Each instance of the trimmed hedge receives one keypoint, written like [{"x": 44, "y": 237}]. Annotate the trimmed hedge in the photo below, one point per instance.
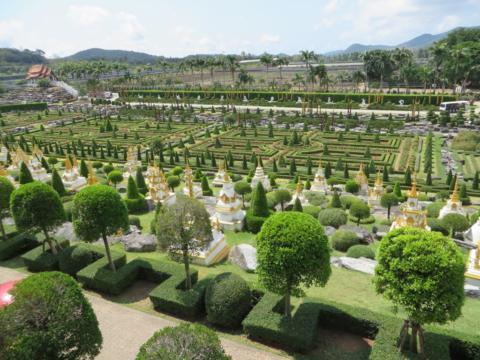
[
  {"x": 39, "y": 260},
  {"x": 17, "y": 244},
  {"x": 266, "y": 323},
  {"x": 23, "y": 107}
]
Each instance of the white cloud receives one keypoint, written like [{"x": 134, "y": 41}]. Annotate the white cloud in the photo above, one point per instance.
[
  {"x": 448, "y": 22},
  {"x": 269, "y": 39},
  {"x": 87, "y": 15}
]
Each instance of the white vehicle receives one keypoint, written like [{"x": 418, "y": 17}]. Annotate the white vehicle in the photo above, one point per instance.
[{"x": 454, "y": 106}]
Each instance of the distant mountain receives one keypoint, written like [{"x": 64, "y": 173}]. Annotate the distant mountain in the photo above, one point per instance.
[
  {"x": 114, "y": 55},
  {"x": 419, "y": 42}
]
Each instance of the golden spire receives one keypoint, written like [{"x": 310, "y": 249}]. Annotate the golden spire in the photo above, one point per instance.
[
  {"x": 298, "y": 189},
  {"x": 68, "y": 164},
  {"x": 413, "y": 191},
  {"x": 455, "y": 198},
  {"x": 91, "y": 175}
]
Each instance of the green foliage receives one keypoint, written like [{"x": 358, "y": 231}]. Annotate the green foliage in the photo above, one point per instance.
[
  {"x": 342, "y": 240},
  {"x": 227, "y": 300},
  {"x": 25, "y": 175},
  {"x": 332, "y": 217},
  {"x": 193, "y": 341},
  {"x": 65, "y": 328},
  {"x": 423, "y": 273},
  {"x": 292, "y": 253},
  {"x": 57, "y": 183},
  {"x": 357, "y": 251}
]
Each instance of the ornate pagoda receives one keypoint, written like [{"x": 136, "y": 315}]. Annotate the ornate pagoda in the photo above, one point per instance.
[
  {"x": 158, "y": 189},
  {"x": 375, "y": 193},
  {"x": 228, "y": 210},
  {"x": 319, "y": 183},
  {"x": 260, "y": 177},
  {"x": 190, "y": 189},
  {"x": 70, "y": 177},
  {"x": 362, "y": 180},
  {"x": 412, "y": 213},
  {"x": 454, "y": 204}
]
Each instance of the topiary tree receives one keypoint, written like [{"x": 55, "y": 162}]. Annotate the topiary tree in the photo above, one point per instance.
[
  {"x": 422, "y": 272},
  {"x": 57, "y": 183},
  {"x": 193, "y": 341},
  {"x": 359, "y": 210},
  {"x": 25, "y": 175},
  {"x": 332, "y": 217},
  {"x": 227, "y": 300},
  {"x": 387, "y": 201},
  {"x": 242, "y": 188},
  {"x": 342, "y": 240},
  {"x": 6, "y": 189},
  {"x": 454, "y": 223},
  {"x": 282, "y": 197},
  {"x": 49, "y": 319},
  {"x": 115, "y": 177},
  {"x": 184, "y": 228},
  {"x": 292, "y": 253},
  {"x": 140, "y": 180},
  {"x": 98, "y": 211},
  {"x": 37, "y": 207}
]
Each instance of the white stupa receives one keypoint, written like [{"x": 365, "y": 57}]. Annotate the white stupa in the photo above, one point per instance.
[
  {"x": 132, "y": 163},
  {"x": 228, "y": 210},
  {"x": 70, "y": 178},
  {"x": 158, "y": 189},
  {"x": 454, "y": 205},
  {"x": 319, "y": 183},
  {"x": 260, "y": 177},
  {"x": 412, "y": 214},
  {"x": 191, "y": 189},
  {"x": 298, "y": 194},
  {"x": 218, "y": 181}
]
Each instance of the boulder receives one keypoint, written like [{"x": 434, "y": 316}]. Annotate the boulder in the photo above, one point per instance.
[
  {"x": 244, "y": 256},
  {"x": 363, "y": 265}
]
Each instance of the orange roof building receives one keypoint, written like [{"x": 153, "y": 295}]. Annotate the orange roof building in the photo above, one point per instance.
[{"x": 40, "y": 71}]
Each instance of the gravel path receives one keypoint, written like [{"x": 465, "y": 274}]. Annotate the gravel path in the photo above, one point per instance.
[{"x": 124, "y": 329}]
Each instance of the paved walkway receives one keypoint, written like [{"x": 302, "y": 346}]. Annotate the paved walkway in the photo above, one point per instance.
[{"x": 124, "y": 329}]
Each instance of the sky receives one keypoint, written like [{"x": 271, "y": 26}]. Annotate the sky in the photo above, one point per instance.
[{"x": 179, "y": 28}]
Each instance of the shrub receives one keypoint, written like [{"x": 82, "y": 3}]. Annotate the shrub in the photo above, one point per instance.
[
  {"x": 357, "y": 251},
  {"x": 332, "y": 217},
  {"x": 342, "y": 240},
  {"x": 193, "y": 341},
  {"x": 49, "y": 319},
  {"x": 74, "y": 258},
  {"x": 16, "y": 245},
  {"x": 227, "y": 300}
]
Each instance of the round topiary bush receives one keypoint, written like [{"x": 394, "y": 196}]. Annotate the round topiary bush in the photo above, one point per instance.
[
  {"x": 358, "y": 251},
  {"x": 342, "y": 240},
  {"x": 73, "y": 259},
  {"x": 193, "y": 341},
  {"x": 227, "y": 300},
  {"x": 332, "y": 217}
]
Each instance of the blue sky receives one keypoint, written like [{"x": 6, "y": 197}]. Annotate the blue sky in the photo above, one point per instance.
[{"x": 178, "y": 28}]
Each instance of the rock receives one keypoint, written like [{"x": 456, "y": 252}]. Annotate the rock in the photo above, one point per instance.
[
  {"x": 363, "y": 265},
  {"x": 471, "y": 290},
  {"x": 65, "y": 231},
  {"x": 244, "y": 256}
]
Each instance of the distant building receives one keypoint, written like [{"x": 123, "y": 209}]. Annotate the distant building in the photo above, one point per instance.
[{"x": 38, "y": 72}]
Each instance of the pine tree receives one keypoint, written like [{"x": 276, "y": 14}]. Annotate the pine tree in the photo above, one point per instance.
[
  {"x": 259, "y": 205},
  {"x": 25, "y": 175},
  {"x": 57, "y": 183},
  {"x": 297, "y": 205}
]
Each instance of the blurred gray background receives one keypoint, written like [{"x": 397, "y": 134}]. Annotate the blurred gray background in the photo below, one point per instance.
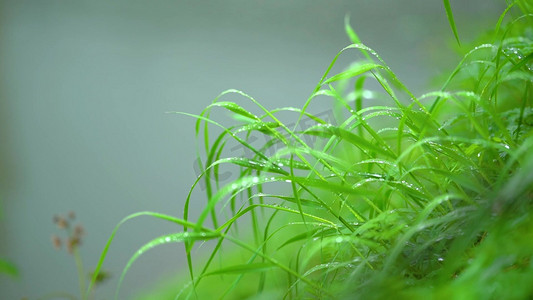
[{"x": 84, "y": 87}]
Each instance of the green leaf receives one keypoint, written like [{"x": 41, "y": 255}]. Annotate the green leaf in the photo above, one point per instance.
[
  {"x": 244, "y": 268},
  {"x": 180, "y": 237},
  {"x": 449, "y": 14}
]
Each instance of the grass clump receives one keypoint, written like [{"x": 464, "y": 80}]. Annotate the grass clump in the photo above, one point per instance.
[{"x": 427, "y": 196}]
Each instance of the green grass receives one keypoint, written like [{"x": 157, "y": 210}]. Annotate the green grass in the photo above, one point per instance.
[{"x": 427, "y": 196}]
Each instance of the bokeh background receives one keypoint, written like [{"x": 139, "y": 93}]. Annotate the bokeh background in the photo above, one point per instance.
[{"x": 84, "y": 87}]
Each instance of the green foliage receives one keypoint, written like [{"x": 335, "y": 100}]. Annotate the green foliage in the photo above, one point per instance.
[{"x": 427, "y": 196}]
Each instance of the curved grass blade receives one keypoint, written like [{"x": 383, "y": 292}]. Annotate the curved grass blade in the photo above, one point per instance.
[{"x": 449, "y": 15}]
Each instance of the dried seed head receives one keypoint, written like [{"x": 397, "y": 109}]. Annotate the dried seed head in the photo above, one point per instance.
[
  {"x": 72, "y": 242},
  {"x": 79, "y": 231},
  {"x": 61, "y": 222}
]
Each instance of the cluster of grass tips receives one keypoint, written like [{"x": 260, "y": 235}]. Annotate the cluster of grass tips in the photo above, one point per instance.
[{"x": 427, "y": 195}]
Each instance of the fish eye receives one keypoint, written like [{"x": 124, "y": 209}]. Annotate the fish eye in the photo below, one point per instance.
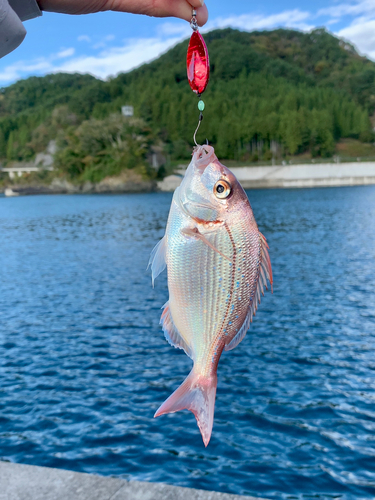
[{"x": 222, "y": 189}]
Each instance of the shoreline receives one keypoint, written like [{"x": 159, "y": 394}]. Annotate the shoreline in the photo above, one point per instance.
[
  {"x": 266, "y": 177},
  {"x": 294, "y": 176},
  {"x": 31, "y": 482}
]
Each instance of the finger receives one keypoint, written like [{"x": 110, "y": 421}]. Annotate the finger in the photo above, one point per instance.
[{"x": 161, "y": 8}]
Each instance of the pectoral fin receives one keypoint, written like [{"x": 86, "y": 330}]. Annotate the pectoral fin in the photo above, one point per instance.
[
  {"x": 158, "y": 259},
  {"x": 194, "y": 233}
]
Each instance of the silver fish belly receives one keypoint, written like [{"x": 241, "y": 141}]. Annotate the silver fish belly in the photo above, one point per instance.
[{"x": 218, "y": 266}]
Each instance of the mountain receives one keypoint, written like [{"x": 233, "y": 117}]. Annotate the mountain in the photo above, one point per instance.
[{"x": 279, "y": 92}]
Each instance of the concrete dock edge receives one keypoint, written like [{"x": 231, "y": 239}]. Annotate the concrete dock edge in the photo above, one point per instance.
[{"x": 29, "y": 482}]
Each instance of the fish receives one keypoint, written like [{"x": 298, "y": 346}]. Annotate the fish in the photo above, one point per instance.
[{"x": 218, "y": 266}]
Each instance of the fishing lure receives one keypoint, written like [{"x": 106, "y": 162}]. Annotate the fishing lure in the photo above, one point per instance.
[{"x": 217, "y": 261}]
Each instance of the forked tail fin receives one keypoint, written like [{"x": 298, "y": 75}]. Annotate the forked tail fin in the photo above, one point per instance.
[{"x": 197, "y": 393}]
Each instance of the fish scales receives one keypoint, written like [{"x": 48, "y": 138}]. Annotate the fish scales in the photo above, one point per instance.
[{"x": 217, "y": 263}]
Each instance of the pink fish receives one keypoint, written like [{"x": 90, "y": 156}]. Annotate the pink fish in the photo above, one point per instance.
[{"x": 218, "y": 266}]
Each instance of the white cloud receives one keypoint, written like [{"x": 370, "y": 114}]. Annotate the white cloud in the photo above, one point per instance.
[
  {"x": 362, "y": 34},
  {"x": 107, "y": 59},
  {"x": 354, "y": 8},
  {"x": 361, "y": 30},
  {"x": 118, "y": 59},
  {"x": 84, "y": 38},
  {"x": 250, "y": 22},
  {"x": 65, "y": 53}
]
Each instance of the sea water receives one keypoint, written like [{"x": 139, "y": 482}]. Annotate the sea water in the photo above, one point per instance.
[{"x": 84, "y": 364}]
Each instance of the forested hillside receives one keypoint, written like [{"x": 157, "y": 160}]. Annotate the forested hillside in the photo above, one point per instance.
[{"x": 281, "y": 91}]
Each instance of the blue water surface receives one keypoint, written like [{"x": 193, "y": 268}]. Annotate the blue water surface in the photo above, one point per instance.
[{"x": 84, "y": 364}]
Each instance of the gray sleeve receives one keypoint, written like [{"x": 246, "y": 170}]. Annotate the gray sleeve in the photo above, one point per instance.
[
  {"x": 25, "y": 9},
  {"x": 12, "y": 31}
]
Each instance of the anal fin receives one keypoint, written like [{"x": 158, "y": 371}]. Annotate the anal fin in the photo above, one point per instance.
[{"x": 171, "y": 333}]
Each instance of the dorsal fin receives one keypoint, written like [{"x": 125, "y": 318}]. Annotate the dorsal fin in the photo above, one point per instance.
[
  {"x": 265, "y": 272},
  {"x": 158, "y": 259},
  {"x": 171, "y": 333}
]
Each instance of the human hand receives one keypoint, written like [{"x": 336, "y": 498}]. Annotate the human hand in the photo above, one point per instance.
[{"x": 155, "y": 8}]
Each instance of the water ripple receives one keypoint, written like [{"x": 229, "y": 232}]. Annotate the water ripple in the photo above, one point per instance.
[{"x": 84, "y": 365}]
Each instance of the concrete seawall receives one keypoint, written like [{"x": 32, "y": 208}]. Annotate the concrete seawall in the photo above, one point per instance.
[
  {"x": 28, "y": 482},
  {"x": 294, "y": 176}
]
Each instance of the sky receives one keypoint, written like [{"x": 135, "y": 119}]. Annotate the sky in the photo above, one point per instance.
[{"x": 108, "y": 43}]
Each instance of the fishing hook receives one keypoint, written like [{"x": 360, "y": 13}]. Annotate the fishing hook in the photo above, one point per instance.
[{"x": 196, "y": 130}]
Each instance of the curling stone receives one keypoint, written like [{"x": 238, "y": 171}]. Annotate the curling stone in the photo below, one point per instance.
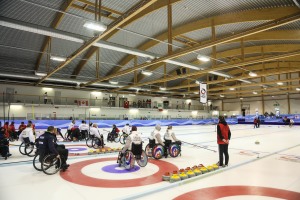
[
  {"x": 215, "y": 166},
  {"x": 166, "y": 176},
  {"x": 203, "y": 170},
  {"x": 197, "y": 171},
  {"x": 210, "y": 168},
  {"x": 174, "y": 178},
  {"x": 183, "y": 176},
  {"x": 190, "y": 174}
]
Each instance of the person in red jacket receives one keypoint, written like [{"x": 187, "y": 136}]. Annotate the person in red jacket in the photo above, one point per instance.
[{"x": 223, "y": 137}]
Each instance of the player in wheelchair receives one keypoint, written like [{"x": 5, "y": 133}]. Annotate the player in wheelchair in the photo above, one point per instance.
[
  {"x": 4, "y": 145},
  {"x": 133, "y": 151},
  {"x": 50, "y": 153},
  {"x": 113, "y": 135},
  {"x": 173, "y": 145}
]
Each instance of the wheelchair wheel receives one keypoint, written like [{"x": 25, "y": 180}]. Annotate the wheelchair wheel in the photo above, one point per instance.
[
  {"x": 96, "y": 143},
  {"x": 30, "y": 150},
  {"x": 123, "y": 138},
  {"x": 158, "y": 151},
  {"x": 51, "y": 164},
  {"x": 144, "y": 159},
  {"x": 36, "y": 162},
  {"x": 22, "y": 148},
  {"x": 89, "y": 142},
  {"x": 117, "y": 138},
  {"x": 128, "y": 160},
  {"x": 148, "y": 150},
  {"x": 174, "y": 150}
]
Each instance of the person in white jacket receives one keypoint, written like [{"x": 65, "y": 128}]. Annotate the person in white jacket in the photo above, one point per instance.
[
  {"x": 126, "y": 129},
  {"x": 94, "y": 131},
  {"x": 133, "y": 138},
  {"x": 27, "y": 134}
]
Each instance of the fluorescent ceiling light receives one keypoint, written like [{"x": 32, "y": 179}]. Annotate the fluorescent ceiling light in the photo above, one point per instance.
[
  {"x": 203, "y": 58},
  {"x": 220, "y": 74},
  {"x": 95, "y": 26},
  {"x": 113, "y": 82},
  {"x": 245, "y": 81},
  {"x": 187, "y": 65},
  {"x": 252, "y": 74},
  {"x": 57, "y": 58},
  {"x": 40, "y": 73},
  {"x": 147, "y": 73}
]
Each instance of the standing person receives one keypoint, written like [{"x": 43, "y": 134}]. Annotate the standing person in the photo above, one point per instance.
[
  {"x": 21, "y": 128},
  {"x": 223, "y": 137},
  {"x": 45, "y": 98},
  {"x": 47, "y": 144},
  {"x": 258, "y": 123},
  {"x": 94, "y": 132},
  {"x": 158, "y": 140},
  {"x": 255, "y": 122},
  {"x": 12, "y": 130}
]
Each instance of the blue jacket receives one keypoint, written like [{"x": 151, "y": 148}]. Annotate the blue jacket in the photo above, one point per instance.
[{"x": 47, "y": 144}]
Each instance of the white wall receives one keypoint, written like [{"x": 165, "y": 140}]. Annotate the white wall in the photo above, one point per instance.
[
  {"x": 21, "y": 110},
  {"x": 256, "y": 103}
]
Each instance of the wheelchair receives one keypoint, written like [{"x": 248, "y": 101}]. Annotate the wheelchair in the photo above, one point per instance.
[
  {"x": 27, "y": 148},
  {"x": 157, "y": 151},
  {"x": 113, "y": 137},
  {"x": 50, "y": 164},
  {"x": 136, "y": 154},
  {"x": 123, "y": 138}
]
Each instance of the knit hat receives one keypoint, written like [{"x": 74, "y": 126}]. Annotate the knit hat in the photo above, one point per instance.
[{"x": 157, "y": 127}]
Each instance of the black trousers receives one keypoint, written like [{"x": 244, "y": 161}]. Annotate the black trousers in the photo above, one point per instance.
[
  {"x": 63, "y": 152},
  {"x": 223, "y": 150}
]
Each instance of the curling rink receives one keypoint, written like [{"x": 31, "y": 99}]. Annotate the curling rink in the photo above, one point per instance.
[{"x": 268, "y": 170}]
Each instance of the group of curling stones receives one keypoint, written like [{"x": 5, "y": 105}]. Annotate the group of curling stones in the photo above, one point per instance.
[
  {"x": 188, "y": 172},
  {"x": 104, "y": 150}
]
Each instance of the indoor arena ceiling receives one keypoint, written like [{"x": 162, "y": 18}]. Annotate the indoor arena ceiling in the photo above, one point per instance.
[{"x": 153, "y": 47}]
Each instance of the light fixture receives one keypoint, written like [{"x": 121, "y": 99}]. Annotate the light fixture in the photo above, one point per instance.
[
  {"x": 40, "y": 73},
  {"x": 220, "y": 74},
  {"x": 252, "y": 74},
  {"x": 57, "y": 58},
  {"x": 147, "y": 73},
  {"x": 95, "y": 26},
  {"x": 245, "y": 81},
  {"x": 113, "y": 82},
  {"x": 203, "y": 58},
  {"x": 187, "y": 65}
]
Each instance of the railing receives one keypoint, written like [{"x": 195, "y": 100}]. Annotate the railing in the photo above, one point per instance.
[{"x": 71, "y": 101}]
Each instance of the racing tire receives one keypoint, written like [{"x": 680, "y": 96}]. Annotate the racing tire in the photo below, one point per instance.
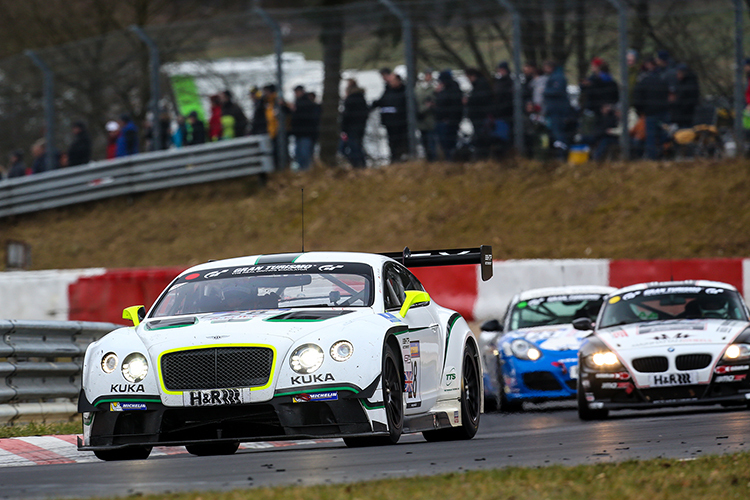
--- --- ---
Rewrite the listing from the line with "Each instance of the indoor" up to and including its final line, changing "light fixture" to "ceiling lamp" and keeping everything else the same. Leave the pictures out.

Each instance of the indoor arena ceiling receives one keypoint, written like [{"x": 162, "y": 18}]. Annotate the indoor arena ceiling in the photo above, one point per instance.
[{"x": 153, "y": 47}]
Each instance of the ceiling lamp receives one keypoint, written like [{"x": 121, "y": 99}]. Annotate the ceiling lamp in the photo above, one point per instance.
[
  {"x": 40, "y": 73},
  {"x": 220, "y": 74},
  {"x": 252, "y": 74},
  {"x": 57, "y": 58},
  {"x": 147, "y": 73},
  {"x": 95, "y": 26},
  {"x": 245, "y": 81},
  {"x": 113, "y": 82},
  {"x": 203, "y": 58},
  {"x": 187, "y": 65}
]
Each instance of the railing receives one keypoint, written like [{"x": 195, "y": 100}]. Annotate the railing in the photo above, one point per instance.
[{"x": 71, "y": 101}]
Each instance of the racing tire receives one keypoint, written like [{"x": 680, "y": 96}]. Annotate the racing tire in the photo below, one point per instance.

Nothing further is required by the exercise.